#### What to work on
The records sit below. Return every line in them that holds the word "bucket".

Excerpted records below:

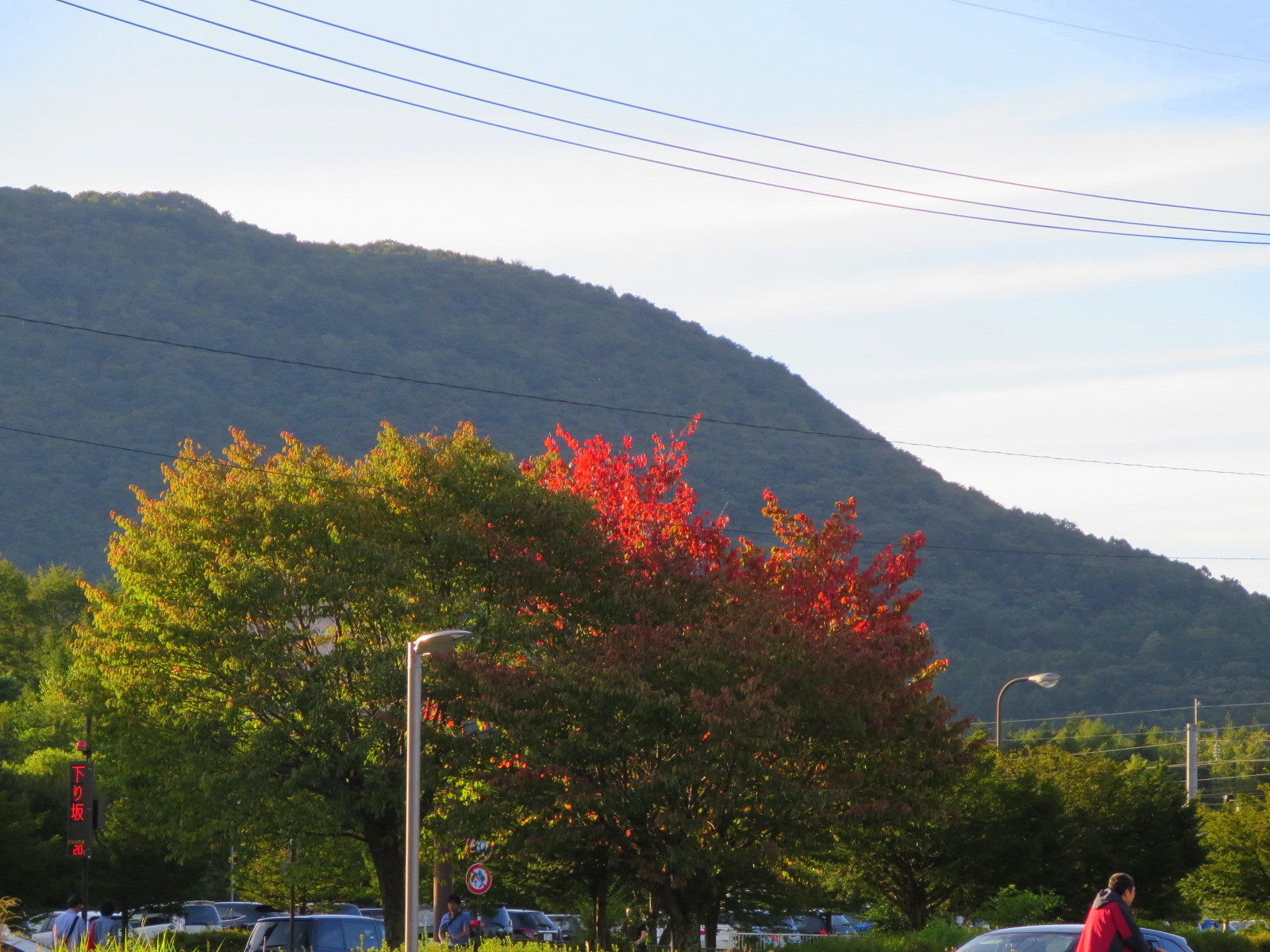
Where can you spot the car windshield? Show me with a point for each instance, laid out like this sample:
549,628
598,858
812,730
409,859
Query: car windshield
1022,942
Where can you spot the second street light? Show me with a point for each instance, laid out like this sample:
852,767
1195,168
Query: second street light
1047,681
436,643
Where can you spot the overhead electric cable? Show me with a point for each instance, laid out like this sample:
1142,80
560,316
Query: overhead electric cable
1121,750
743,131
649,159
591,405
692,150
1111,32
1233,777
736,530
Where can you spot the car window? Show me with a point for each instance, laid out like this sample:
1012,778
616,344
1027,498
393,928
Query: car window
1022,942
202,916
368,935
279,935
328,933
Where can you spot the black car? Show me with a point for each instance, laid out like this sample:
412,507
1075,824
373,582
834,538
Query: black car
317,933
1057,939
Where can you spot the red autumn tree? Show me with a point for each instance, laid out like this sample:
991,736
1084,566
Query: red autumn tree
725,706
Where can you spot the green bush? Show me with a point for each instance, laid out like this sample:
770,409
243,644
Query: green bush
1016,907
1260,939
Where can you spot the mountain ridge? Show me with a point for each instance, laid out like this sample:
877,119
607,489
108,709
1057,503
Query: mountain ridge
171,266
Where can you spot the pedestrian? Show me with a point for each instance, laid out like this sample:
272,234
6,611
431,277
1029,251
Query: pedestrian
106,928
1110,926
456,924
69,927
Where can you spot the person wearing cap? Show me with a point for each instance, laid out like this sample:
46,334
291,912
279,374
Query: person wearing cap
69,927
1110,926
456,924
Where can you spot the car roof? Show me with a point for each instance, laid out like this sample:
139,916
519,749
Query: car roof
1075,928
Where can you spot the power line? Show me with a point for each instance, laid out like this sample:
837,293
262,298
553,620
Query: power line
743,131
664,414
1110,32
736,530
1123,750
660,162
689,149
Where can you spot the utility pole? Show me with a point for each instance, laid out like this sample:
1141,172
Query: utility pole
1191,762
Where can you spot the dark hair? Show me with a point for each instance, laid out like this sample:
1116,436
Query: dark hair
1121,882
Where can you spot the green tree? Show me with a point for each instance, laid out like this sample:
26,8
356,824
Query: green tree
1117,816
734,704
987,831
248,668
1233,881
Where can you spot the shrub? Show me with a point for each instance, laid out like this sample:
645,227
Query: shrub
1016,907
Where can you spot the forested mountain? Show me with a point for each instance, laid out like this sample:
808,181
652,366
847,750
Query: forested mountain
1132,632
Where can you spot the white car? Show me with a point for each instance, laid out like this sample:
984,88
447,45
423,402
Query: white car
194,917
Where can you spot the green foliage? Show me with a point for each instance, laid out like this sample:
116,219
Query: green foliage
991,829
1016,907
1235,881
1117,816
248,670
168,266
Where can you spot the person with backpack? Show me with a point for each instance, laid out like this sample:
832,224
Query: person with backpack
103,930
69,927
1110,926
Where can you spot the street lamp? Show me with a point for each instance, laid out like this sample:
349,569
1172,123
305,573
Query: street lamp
1047,681
437,643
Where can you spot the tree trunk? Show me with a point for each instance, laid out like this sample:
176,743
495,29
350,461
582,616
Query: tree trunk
683,908
387,857
598,885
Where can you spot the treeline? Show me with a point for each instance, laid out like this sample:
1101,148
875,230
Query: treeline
1115,624
651,716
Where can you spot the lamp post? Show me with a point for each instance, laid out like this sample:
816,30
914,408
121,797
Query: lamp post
1047,681
437,643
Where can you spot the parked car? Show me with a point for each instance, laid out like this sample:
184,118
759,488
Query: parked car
569,928
822,923
317,933
192,917
1057,939
751,931
520,924
241,916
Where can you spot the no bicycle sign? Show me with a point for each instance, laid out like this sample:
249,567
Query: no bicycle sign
479,879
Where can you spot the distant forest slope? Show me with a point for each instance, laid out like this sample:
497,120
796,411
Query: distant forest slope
1126,634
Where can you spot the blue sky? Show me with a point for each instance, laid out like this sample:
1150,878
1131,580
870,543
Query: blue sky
926,329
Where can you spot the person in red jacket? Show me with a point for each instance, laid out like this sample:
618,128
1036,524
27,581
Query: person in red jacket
1110,926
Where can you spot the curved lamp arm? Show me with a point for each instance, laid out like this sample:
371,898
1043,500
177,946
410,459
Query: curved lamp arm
1047,681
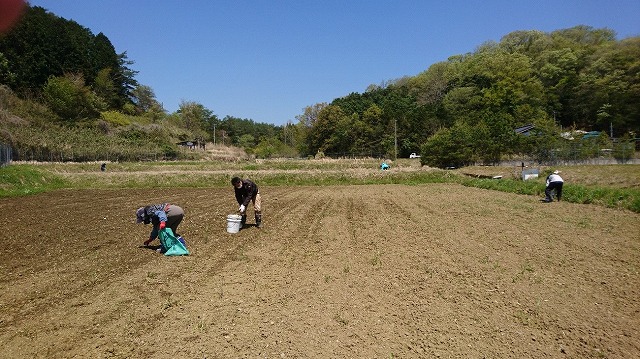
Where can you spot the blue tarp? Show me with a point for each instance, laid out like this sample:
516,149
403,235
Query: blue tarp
170,244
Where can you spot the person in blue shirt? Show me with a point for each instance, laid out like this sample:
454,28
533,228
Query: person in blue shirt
160,216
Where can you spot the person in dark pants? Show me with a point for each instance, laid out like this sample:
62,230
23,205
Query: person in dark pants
160,216
554,184
247,191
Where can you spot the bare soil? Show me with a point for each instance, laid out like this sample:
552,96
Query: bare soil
379,271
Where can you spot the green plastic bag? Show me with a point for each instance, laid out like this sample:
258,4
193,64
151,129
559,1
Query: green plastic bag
170,244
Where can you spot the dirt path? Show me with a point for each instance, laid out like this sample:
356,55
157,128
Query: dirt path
384,271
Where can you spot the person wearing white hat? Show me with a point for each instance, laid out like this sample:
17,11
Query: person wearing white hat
554,184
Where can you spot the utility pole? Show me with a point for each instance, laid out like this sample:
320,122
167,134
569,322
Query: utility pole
395,135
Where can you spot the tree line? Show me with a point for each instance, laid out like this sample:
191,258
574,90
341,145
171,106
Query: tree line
60,81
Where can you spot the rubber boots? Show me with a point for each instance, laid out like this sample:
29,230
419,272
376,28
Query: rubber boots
259,220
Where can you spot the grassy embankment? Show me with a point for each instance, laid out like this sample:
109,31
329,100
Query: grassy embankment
614,186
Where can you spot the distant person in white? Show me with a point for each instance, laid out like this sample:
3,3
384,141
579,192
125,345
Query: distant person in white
554,184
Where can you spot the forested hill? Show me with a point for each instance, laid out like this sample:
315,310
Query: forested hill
67,94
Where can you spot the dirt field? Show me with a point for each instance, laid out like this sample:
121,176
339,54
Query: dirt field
391,271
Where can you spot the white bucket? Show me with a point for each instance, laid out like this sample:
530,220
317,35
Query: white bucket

End of Excerpted records.

#### Response to this exercise
Where can you spot the white bucket? Show me with a point for each instance, laid out like this sample:
Query: white bucket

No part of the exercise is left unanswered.